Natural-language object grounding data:
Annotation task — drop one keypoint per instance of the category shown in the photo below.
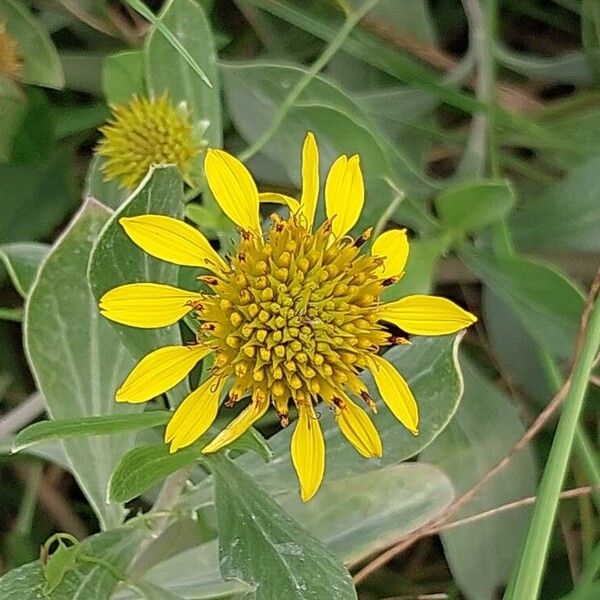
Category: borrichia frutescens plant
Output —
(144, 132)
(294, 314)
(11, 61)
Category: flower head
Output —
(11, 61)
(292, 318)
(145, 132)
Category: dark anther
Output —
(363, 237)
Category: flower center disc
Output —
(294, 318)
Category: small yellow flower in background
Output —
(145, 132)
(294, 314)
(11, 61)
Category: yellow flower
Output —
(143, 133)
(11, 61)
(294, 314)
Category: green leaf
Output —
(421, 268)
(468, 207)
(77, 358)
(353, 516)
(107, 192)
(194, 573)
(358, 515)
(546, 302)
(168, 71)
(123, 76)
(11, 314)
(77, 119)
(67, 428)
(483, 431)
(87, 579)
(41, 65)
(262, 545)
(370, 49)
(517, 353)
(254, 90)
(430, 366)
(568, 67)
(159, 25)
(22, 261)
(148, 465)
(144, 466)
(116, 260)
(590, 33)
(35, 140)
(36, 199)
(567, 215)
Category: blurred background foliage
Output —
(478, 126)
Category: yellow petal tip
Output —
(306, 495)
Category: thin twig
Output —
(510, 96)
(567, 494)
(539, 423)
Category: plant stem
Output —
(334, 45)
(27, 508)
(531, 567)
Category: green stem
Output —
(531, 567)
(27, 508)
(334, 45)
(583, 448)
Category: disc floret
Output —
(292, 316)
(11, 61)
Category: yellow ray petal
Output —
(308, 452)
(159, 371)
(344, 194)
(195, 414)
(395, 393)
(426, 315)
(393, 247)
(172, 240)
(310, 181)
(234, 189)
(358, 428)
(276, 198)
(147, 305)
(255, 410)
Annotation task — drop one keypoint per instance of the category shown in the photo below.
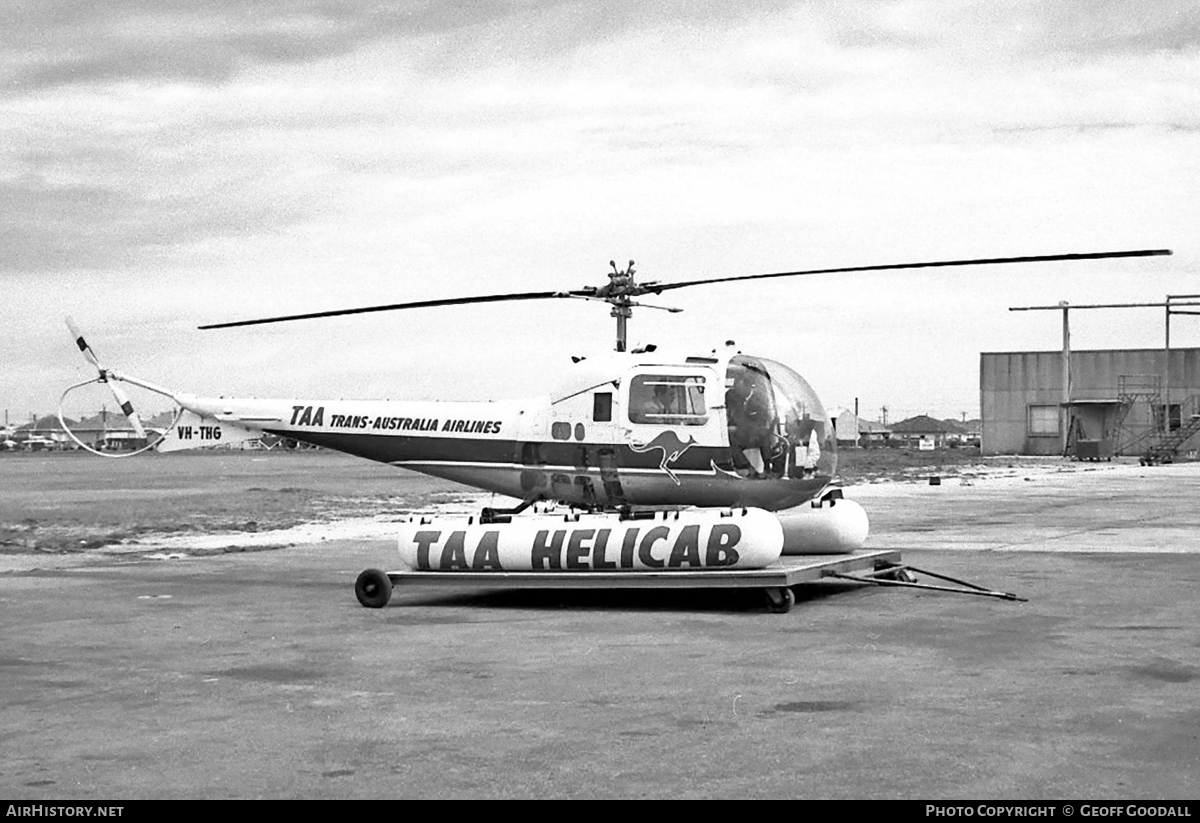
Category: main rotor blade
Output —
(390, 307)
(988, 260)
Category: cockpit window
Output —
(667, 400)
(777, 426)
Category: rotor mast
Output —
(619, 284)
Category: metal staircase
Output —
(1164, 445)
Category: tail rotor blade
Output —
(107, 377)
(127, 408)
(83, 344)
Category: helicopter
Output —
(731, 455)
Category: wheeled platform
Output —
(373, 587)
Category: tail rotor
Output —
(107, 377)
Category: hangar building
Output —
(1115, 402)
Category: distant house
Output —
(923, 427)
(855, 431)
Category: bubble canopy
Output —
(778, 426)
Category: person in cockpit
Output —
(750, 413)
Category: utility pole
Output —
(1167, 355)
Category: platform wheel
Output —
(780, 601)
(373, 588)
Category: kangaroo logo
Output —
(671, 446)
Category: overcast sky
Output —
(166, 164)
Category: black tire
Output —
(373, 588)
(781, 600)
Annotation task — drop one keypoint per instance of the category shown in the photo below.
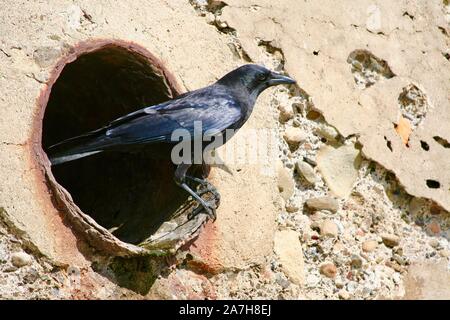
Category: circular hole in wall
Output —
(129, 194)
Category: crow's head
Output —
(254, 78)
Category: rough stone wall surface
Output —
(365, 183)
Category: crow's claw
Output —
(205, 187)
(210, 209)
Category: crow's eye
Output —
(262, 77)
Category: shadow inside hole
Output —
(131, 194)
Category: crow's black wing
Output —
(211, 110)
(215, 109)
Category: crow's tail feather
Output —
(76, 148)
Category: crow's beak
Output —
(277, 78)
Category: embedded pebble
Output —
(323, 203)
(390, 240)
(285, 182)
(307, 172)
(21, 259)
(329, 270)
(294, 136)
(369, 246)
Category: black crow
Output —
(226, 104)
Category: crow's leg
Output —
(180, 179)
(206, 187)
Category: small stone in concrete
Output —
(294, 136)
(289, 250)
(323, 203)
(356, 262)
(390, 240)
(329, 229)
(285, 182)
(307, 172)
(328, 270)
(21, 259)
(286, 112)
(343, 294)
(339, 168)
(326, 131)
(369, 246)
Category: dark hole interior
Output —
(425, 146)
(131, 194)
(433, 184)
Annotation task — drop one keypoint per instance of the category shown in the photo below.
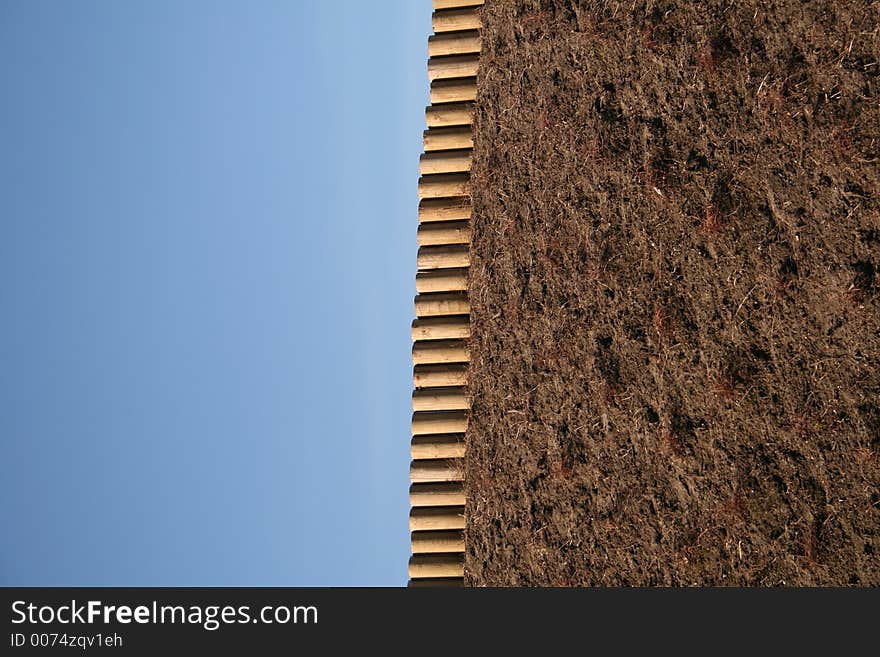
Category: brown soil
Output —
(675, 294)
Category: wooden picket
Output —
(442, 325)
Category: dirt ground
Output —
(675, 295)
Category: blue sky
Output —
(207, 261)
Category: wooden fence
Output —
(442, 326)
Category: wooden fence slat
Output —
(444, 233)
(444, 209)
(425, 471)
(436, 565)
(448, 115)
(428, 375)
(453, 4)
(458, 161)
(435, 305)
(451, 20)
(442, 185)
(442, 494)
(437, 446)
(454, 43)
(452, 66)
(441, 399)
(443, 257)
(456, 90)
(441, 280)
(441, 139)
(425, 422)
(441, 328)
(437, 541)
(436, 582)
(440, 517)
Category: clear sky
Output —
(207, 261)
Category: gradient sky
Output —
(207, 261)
---
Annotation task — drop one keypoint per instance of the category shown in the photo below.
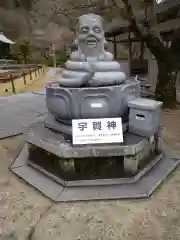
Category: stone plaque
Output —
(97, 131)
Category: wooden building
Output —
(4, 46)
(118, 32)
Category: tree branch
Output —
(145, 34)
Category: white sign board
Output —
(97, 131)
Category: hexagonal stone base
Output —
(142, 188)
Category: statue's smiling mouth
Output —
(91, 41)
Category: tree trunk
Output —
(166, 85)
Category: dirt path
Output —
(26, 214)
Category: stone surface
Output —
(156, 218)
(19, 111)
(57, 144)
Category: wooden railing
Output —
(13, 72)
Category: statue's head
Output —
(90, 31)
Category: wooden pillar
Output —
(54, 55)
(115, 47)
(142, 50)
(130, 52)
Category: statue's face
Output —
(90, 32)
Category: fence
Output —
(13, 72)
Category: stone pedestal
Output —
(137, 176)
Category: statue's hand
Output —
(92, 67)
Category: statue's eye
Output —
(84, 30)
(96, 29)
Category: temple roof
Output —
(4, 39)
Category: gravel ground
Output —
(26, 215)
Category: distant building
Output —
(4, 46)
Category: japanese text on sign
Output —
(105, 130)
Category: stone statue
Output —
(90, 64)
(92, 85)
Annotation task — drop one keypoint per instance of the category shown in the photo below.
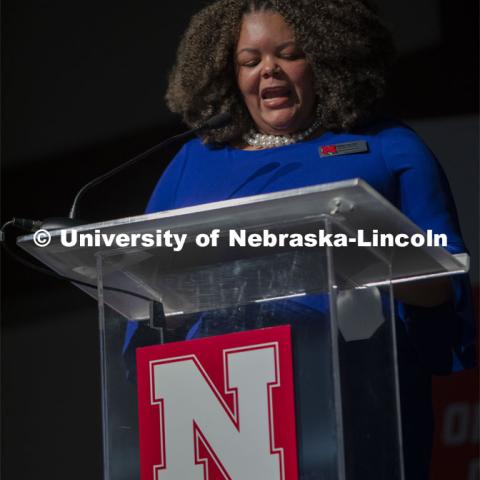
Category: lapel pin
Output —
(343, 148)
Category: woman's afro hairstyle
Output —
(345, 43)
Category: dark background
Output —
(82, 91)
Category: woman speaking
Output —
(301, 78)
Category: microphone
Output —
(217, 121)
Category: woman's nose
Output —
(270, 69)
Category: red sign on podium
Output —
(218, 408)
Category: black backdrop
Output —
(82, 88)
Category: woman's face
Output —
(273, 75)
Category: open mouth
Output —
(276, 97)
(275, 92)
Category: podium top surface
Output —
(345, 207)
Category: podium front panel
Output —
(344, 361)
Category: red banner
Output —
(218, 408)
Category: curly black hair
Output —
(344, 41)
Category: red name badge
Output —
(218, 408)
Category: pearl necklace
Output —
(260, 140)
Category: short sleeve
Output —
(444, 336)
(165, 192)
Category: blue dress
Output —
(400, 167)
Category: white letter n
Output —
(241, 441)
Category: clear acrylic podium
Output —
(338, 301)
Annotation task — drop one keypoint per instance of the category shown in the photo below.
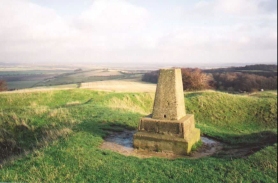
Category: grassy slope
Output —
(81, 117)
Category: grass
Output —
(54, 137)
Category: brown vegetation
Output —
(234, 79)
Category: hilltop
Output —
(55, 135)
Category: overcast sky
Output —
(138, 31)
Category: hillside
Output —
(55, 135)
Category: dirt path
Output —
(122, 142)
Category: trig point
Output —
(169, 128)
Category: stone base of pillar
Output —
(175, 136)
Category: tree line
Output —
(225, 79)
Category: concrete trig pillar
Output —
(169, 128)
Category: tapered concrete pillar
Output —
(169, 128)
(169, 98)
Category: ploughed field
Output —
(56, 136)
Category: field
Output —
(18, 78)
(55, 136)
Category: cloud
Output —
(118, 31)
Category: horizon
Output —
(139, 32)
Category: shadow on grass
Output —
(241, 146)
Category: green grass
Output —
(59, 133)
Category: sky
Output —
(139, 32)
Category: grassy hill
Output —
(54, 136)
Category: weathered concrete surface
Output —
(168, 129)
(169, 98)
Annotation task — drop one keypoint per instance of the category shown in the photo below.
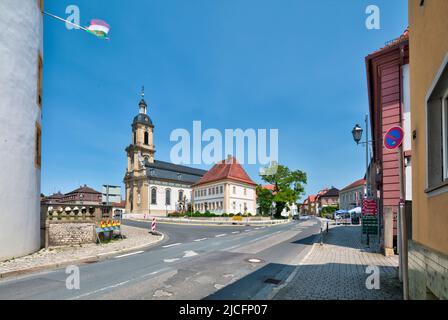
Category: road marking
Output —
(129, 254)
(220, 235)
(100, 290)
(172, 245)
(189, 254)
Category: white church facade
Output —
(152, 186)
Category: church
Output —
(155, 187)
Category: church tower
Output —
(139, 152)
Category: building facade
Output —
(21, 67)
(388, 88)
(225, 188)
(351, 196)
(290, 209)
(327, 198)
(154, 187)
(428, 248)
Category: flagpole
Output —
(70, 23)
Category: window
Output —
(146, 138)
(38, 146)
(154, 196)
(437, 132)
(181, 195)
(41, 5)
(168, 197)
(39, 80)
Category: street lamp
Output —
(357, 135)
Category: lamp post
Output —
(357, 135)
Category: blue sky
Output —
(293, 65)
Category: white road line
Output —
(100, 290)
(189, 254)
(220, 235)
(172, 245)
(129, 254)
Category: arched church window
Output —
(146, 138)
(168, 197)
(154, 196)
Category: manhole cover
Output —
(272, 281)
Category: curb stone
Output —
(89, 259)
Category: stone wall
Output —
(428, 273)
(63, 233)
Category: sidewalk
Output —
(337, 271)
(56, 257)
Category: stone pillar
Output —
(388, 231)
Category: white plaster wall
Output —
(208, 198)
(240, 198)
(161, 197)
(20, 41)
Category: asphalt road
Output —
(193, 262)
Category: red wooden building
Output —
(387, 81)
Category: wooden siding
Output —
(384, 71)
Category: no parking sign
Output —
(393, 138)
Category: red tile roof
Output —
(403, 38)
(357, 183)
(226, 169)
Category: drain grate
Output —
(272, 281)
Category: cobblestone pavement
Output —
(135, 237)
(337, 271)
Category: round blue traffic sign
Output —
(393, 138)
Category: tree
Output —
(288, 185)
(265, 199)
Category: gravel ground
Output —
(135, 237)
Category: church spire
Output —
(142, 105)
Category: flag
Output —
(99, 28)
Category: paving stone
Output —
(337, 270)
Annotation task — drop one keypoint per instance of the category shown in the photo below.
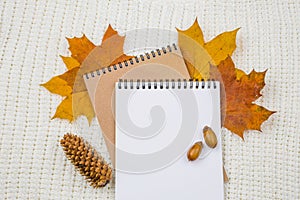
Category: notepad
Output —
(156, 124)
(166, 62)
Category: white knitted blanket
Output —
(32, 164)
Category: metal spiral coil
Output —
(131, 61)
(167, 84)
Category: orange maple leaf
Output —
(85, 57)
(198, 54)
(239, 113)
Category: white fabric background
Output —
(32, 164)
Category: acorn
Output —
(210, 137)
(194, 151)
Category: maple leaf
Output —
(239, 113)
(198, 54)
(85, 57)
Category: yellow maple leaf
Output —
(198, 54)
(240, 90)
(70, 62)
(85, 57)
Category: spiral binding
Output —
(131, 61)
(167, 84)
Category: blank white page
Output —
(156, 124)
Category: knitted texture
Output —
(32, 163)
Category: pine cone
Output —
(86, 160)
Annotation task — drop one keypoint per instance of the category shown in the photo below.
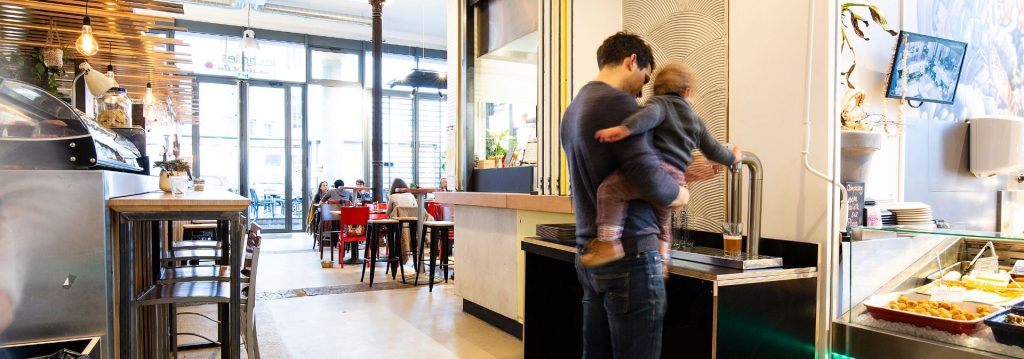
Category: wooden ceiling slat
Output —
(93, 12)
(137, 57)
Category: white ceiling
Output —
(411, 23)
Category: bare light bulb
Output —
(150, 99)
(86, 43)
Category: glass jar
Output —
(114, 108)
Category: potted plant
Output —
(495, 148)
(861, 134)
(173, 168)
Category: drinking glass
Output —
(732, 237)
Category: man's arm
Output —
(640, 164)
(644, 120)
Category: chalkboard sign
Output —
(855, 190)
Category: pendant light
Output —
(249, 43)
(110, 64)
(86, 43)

### Goal of the exercise:
Extract each line holding the word "slat" from the records.

### Exercise answer:
Category: wooden fence slat
Category: wooden ceiling slat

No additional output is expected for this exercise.